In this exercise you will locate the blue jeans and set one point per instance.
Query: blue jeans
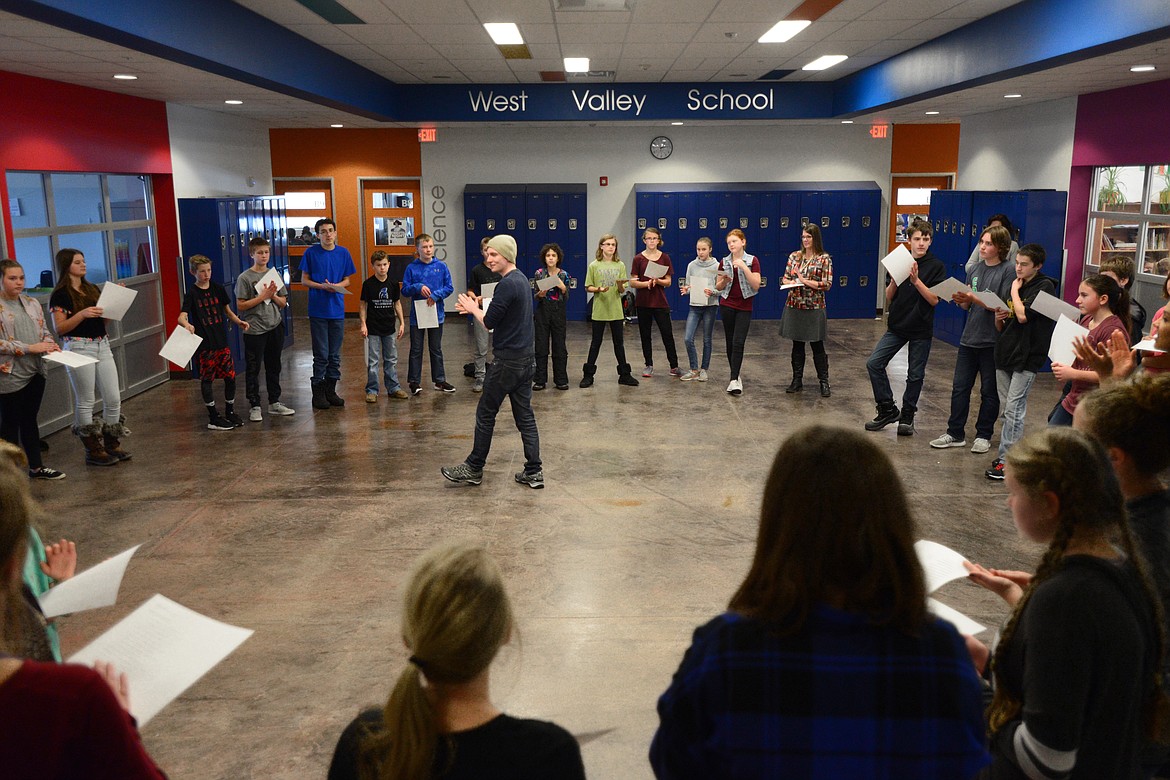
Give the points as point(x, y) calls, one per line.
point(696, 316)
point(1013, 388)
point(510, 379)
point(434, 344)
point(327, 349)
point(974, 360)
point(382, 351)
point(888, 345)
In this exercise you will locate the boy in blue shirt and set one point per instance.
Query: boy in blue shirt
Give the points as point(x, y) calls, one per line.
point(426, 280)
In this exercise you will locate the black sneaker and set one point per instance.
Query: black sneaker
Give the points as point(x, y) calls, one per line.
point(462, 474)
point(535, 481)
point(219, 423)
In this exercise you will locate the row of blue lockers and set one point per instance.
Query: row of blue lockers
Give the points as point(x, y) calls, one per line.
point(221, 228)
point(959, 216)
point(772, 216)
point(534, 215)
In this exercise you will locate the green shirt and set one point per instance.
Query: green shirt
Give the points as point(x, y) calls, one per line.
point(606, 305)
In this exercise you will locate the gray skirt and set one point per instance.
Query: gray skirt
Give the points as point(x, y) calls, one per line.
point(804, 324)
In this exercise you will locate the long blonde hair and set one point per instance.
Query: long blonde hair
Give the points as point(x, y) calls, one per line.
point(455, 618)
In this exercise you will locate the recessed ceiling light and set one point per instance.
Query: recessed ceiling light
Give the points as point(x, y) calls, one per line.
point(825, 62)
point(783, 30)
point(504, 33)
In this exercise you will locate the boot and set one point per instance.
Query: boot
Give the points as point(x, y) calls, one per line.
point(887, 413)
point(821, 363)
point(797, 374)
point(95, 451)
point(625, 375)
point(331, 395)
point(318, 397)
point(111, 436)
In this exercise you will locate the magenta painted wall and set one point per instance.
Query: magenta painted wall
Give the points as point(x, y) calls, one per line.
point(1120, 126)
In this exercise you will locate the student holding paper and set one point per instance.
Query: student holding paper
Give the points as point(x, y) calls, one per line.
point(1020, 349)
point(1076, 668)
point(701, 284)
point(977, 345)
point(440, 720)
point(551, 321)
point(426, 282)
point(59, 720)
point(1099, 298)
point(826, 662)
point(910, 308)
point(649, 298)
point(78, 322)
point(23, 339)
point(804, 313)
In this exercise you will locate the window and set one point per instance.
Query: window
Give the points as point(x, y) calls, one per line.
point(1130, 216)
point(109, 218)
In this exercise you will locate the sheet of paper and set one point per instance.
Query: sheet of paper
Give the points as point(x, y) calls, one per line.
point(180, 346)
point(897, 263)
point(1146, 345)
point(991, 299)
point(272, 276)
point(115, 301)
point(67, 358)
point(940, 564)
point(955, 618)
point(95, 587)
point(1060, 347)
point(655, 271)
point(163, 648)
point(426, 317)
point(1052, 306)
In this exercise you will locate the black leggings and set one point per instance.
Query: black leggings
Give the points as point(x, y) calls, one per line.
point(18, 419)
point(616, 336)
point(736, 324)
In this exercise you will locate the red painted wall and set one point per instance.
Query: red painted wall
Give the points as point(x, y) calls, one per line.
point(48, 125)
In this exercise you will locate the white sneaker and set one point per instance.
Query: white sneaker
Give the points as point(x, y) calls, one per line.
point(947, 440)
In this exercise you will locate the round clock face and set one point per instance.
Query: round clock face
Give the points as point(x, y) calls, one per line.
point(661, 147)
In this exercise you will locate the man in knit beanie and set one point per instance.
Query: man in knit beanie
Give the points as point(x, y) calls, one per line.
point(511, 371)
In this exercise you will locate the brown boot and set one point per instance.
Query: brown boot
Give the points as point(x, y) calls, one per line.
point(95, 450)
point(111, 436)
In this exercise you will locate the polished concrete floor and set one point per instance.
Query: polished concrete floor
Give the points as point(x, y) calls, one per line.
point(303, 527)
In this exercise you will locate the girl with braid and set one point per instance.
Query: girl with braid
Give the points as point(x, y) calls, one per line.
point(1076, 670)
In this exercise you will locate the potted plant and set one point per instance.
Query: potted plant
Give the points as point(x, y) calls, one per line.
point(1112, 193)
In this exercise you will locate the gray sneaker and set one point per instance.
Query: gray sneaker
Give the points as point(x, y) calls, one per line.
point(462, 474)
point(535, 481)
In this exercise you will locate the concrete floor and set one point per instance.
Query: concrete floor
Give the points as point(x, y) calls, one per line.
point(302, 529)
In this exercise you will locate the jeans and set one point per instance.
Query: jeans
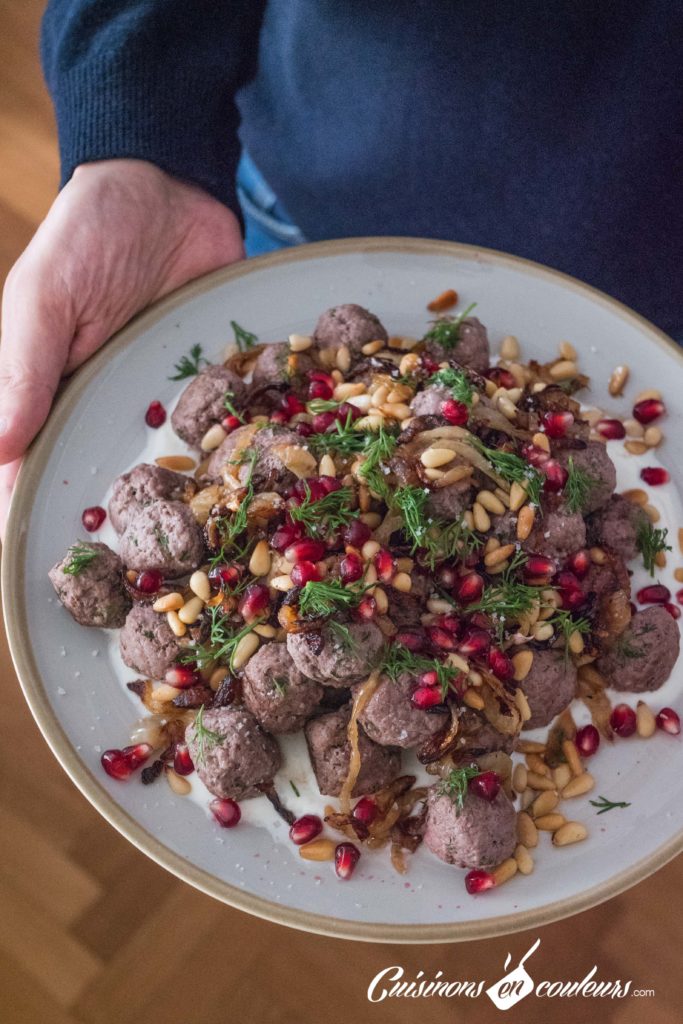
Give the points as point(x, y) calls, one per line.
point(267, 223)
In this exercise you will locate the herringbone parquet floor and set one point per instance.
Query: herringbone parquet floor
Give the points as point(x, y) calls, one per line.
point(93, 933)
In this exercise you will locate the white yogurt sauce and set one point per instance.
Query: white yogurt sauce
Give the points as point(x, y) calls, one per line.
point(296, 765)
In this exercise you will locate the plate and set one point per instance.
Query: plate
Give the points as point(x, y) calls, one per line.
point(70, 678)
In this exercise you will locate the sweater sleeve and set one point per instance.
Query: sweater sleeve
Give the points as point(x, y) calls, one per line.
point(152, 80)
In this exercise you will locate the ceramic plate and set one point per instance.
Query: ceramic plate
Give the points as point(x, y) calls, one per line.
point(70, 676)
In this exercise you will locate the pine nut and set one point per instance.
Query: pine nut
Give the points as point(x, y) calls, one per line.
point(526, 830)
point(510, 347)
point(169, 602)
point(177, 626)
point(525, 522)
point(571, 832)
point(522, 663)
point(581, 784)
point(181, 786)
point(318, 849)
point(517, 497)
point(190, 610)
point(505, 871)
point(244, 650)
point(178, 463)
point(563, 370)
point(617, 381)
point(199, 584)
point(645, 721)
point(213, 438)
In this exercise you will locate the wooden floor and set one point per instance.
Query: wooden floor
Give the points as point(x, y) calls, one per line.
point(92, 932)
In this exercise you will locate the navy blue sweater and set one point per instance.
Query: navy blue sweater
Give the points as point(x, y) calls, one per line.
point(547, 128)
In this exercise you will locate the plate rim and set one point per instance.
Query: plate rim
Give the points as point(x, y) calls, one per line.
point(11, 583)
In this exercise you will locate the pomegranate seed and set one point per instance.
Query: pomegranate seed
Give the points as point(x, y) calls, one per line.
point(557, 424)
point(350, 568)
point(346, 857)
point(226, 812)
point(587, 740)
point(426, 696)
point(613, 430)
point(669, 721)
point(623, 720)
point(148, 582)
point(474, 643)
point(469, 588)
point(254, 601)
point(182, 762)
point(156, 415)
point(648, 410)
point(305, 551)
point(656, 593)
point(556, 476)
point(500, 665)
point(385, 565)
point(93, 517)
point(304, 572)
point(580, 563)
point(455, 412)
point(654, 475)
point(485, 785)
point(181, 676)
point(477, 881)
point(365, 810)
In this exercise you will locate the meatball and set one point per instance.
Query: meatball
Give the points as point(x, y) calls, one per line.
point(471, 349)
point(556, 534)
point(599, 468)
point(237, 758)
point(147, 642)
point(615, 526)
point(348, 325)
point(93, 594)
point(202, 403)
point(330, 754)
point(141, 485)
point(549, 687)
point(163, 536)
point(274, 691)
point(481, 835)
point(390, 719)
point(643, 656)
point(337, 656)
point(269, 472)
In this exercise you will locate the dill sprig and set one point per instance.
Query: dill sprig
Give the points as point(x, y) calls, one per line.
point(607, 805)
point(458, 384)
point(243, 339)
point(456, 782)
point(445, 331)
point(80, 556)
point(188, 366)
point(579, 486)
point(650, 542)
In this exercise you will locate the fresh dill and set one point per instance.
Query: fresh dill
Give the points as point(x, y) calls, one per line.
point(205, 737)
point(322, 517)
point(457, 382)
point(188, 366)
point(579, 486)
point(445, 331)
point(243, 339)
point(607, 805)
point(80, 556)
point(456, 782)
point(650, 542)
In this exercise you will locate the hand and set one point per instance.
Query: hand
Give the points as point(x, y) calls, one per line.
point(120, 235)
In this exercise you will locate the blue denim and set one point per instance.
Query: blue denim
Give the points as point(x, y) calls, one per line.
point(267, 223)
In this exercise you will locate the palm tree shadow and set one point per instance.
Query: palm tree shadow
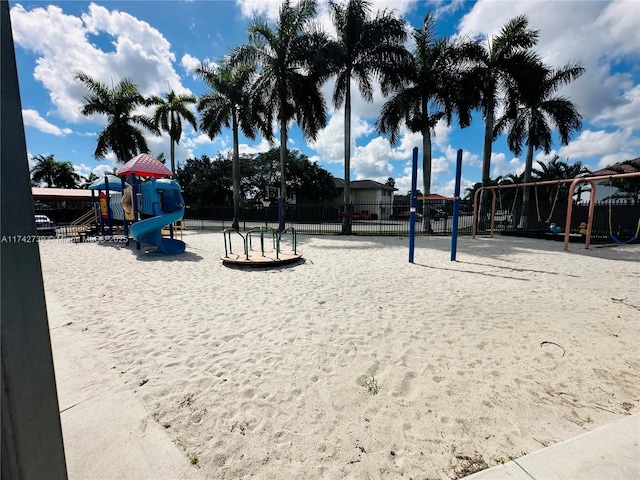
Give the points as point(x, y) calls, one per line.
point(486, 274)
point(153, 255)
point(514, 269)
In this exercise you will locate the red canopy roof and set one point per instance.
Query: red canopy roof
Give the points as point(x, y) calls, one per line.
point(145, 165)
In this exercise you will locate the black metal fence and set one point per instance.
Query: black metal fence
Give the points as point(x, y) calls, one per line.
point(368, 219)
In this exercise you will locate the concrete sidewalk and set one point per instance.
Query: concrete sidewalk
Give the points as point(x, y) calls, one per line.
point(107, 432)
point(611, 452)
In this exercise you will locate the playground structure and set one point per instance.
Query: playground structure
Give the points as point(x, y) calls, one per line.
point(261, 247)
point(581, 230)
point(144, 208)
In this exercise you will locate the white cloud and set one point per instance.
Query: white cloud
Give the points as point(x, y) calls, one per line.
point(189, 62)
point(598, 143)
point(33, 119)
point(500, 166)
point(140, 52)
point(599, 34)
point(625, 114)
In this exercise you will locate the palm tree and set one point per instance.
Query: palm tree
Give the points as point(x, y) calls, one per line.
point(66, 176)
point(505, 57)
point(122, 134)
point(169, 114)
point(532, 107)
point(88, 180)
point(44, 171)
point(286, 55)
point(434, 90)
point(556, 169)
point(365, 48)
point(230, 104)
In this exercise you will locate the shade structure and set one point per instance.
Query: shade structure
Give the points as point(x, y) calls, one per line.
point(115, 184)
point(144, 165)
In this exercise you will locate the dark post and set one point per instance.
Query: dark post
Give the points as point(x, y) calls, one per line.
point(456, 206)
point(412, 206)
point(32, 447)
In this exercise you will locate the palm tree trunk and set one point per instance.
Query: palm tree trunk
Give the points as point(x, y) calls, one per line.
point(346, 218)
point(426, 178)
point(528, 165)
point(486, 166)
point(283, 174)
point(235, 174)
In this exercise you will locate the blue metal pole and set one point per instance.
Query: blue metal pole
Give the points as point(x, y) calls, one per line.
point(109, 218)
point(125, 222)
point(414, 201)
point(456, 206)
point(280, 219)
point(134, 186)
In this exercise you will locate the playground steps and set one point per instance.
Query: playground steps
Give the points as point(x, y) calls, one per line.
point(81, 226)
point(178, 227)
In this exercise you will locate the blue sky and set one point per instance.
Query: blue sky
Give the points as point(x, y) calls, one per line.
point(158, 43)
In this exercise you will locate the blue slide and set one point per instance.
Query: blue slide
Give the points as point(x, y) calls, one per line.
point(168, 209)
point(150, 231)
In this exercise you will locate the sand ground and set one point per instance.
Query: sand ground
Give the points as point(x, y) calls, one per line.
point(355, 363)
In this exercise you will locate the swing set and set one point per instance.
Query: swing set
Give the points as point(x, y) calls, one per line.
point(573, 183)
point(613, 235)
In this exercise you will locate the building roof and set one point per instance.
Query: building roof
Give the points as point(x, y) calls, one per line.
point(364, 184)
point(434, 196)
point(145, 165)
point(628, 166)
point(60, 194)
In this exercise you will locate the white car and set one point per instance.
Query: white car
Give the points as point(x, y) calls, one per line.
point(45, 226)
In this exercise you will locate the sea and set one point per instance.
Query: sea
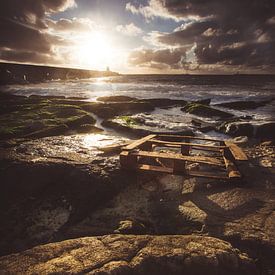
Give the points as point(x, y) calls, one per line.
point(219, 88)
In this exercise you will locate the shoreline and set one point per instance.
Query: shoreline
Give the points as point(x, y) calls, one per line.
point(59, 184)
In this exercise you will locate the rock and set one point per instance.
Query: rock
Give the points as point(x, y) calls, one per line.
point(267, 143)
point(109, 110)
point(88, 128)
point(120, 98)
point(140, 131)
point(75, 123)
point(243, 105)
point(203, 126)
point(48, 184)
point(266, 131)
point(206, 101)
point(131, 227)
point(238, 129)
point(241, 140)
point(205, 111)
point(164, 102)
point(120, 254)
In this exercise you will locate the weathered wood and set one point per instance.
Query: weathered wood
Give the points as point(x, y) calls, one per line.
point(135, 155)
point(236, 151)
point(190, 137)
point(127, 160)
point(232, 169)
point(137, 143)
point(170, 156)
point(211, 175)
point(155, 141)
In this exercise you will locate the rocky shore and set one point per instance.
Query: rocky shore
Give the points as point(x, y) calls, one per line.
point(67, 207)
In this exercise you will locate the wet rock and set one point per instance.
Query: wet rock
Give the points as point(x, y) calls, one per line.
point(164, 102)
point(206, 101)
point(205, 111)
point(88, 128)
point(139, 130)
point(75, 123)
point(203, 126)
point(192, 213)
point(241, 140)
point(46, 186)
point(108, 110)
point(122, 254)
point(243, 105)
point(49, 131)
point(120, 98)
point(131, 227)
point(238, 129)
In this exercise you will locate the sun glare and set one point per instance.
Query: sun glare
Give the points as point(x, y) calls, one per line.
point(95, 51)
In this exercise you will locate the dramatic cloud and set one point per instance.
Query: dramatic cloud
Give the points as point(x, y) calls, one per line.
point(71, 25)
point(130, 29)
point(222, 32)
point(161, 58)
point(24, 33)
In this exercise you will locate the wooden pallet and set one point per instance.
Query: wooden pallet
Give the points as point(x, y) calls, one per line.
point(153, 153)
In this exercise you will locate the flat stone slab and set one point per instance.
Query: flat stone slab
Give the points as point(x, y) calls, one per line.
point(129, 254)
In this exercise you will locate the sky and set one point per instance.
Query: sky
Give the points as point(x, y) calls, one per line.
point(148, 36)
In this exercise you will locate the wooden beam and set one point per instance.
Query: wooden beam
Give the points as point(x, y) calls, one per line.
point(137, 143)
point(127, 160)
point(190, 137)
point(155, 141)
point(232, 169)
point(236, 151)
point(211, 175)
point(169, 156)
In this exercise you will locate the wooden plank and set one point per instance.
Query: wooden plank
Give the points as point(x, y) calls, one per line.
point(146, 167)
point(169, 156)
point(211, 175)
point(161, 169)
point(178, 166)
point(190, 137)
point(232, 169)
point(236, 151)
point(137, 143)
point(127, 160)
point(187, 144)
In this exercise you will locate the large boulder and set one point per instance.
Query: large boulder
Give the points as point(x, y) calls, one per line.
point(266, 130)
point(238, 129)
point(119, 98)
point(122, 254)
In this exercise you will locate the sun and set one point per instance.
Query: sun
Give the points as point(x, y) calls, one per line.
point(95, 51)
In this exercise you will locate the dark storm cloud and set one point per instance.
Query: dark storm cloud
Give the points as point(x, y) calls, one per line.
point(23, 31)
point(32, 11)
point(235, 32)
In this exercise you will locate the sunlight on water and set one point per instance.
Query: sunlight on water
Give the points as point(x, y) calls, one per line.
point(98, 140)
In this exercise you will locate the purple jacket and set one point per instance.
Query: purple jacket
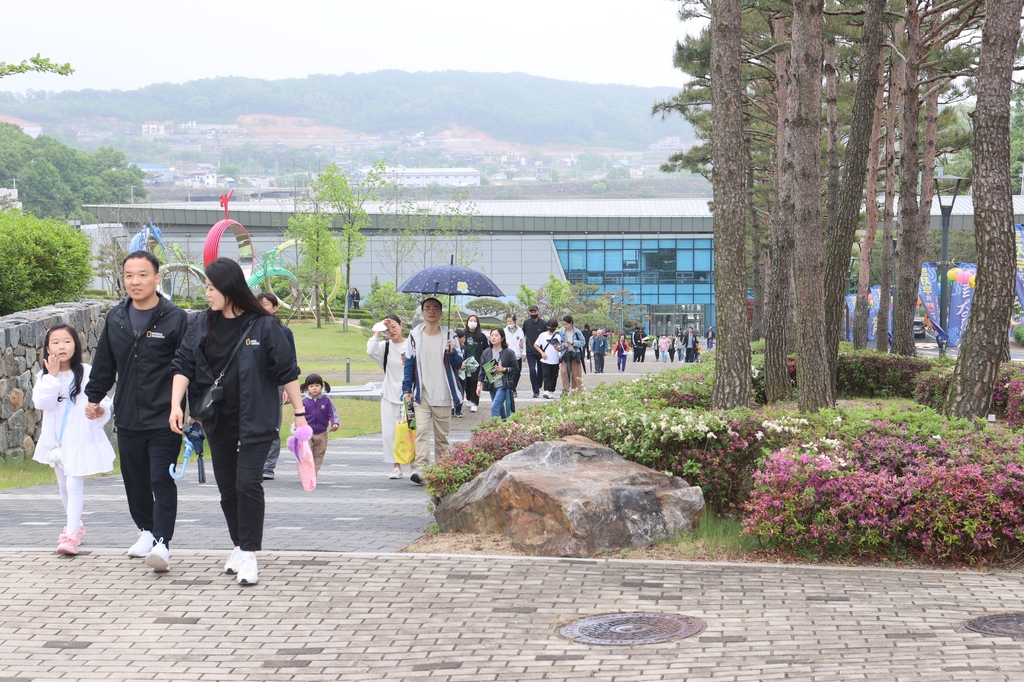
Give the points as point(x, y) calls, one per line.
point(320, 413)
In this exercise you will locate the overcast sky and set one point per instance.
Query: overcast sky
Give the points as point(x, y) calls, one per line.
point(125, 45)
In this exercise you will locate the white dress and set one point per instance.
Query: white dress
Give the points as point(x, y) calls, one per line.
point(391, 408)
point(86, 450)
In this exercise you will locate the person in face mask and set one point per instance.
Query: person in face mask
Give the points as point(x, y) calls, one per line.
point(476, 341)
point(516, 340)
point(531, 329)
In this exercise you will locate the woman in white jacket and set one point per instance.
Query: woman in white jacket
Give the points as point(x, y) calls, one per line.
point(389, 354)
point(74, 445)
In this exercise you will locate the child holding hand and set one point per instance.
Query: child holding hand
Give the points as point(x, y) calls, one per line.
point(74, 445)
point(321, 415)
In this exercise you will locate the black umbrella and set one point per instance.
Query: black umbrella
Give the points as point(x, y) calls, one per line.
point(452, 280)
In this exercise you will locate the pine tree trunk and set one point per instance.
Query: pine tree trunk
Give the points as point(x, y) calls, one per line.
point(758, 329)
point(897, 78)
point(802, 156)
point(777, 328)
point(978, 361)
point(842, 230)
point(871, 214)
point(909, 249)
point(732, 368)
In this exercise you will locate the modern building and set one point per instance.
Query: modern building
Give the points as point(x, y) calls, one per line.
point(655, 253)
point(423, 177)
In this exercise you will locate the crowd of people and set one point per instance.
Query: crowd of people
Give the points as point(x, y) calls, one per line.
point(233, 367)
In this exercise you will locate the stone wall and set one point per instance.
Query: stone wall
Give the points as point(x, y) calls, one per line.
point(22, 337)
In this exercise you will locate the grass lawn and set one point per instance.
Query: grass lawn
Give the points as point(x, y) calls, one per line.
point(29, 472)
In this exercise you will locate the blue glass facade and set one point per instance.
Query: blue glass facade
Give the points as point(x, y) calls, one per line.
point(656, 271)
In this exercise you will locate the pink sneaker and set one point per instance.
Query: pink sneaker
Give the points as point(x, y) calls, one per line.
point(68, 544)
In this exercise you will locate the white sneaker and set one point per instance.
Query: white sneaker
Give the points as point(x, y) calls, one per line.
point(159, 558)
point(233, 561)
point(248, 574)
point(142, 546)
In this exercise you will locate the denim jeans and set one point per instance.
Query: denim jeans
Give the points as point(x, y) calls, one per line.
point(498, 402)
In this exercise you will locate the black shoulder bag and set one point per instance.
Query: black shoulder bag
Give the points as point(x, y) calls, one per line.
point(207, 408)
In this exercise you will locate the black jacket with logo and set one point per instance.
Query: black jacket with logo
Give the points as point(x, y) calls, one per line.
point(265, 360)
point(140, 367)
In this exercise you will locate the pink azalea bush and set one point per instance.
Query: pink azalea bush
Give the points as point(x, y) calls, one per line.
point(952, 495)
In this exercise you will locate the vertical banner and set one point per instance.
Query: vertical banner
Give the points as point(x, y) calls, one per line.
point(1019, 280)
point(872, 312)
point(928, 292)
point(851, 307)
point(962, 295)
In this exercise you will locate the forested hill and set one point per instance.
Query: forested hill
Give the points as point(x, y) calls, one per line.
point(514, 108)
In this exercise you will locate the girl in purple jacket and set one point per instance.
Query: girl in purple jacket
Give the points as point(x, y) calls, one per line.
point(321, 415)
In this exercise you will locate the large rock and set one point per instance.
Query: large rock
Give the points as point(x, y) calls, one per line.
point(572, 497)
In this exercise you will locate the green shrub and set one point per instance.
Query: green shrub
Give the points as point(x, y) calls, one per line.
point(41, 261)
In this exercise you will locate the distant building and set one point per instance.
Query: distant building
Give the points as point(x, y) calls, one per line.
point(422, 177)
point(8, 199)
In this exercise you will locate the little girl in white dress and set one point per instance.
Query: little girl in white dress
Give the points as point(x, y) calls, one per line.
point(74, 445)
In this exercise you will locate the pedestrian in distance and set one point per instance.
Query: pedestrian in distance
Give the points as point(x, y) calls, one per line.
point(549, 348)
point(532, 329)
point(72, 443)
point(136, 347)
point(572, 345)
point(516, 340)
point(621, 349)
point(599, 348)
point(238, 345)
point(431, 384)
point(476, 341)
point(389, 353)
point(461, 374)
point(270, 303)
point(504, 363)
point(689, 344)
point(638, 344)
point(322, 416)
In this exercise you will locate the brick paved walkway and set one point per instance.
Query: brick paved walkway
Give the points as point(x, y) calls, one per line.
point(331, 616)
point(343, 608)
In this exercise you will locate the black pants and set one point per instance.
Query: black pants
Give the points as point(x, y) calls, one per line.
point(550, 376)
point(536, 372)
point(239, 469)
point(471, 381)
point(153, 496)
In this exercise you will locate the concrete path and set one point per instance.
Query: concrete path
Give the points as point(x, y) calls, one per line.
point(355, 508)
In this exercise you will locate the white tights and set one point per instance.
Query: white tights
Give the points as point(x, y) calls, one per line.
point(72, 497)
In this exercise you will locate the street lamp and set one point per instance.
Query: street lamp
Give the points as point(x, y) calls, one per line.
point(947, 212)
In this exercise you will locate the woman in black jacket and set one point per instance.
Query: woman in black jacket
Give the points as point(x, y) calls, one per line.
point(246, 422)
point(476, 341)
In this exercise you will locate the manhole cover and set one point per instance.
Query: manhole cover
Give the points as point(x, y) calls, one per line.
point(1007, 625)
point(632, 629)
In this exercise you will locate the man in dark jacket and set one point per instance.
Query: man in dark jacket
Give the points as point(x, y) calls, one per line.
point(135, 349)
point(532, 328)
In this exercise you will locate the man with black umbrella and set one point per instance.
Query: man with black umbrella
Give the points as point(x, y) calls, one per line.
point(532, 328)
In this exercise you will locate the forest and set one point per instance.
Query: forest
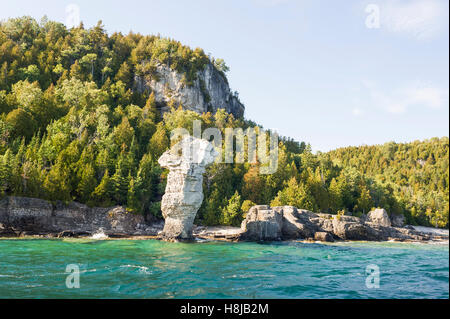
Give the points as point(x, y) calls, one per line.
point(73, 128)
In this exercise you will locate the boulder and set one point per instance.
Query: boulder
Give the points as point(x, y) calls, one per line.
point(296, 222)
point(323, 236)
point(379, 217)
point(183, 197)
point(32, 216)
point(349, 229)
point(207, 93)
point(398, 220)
=====
* Problem description
Reproduce the entries above, beginning at the line that has "In this exercise you will locate the concrete path" and stopping after the line that has "point(947, 212)". Keep every line of text unchanged, and shift both the x and y coordinates of each point up by 127.

* The response
In this exercise you will locate the concrete path and set one point per instance.
Query: concrete path
Give the points as point(x, y) calls, one per line.
point(482, 635)
In this exercise you will locate the white tights and set one point per instance.
Query: white tights
Give the points as point(x, y) calls, one per line.
point(199, 624)
In this exercise you will locate the street lamp and set one point per instance.
Query: street lamp
Give the points as point(x, y) calls, one per line.
point(1074, 339)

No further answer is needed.